> _Pointing records_

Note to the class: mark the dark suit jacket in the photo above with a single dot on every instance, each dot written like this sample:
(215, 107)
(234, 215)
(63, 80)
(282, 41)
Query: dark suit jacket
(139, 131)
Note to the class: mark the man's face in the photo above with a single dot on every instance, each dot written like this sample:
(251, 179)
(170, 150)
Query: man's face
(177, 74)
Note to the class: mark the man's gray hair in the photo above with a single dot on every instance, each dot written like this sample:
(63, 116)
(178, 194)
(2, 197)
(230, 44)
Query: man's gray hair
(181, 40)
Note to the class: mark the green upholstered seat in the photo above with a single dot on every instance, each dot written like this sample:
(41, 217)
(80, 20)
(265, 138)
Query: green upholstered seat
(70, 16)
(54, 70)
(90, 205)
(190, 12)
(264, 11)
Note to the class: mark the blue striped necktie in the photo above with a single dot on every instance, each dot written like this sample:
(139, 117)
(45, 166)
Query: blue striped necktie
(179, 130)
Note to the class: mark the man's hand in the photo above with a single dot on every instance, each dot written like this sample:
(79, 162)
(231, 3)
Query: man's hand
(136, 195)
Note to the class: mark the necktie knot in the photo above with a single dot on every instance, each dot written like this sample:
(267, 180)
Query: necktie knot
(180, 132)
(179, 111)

> _WRITTEN EXERCISE_
Could you reproduce all the records above, substituting "single point" for every "single dot" and leaving everything else unchanged?

> _CORRECT ANSWER_
Note to the class: mark the dark suit jacket in the photo above with a single point on every instance, each dot written like this sample:
(215, 107)
(234, 215)
(63, 80)
(282, 41)
Query: dark suit jacket
(139, 131)
Note to the class: mark the man's face in the photo above with a single point on every instance, each dot written like this sample:
(251, 179)
(170, 150)
Query: man's face
(177, 74)
Note to the class: mark the man's gray hair in the photo above with a single point on every instance, each dot written like this sample:
(63, 116)
(178, 194)
(2, 197)
(230, 44)
Query: man's gray hair
(181, 40)
Note to the class: mark the green upholstered seat in the photo above with a single point on every instance, each dot written like this sample:
(41, 217)
(80, 20)
(265, 138)
Query: green upholstered seat
(70, 16)
(54, 70)
(90, 205)
(190, 12)
(264, 11)
Note to the class: mark the blue striped necktie in the photo above with a single point on every instance, each dot written like this sample:
(139, 117)
(45, 166)
Query: blue striped necktie
(179, 130)
Note to the class: mark the man's hand in the photo above with a single point on every instance, each dot written like this sample:
(79, 162)
(231, 3)
Query: man's hand
(136, 195)
Note to the class: mark the necktie knot in the photo above with a single point on every instance, each dot written like this sample:
(267, 180)
Query: necktie knot
(180, 132)
(179, 111)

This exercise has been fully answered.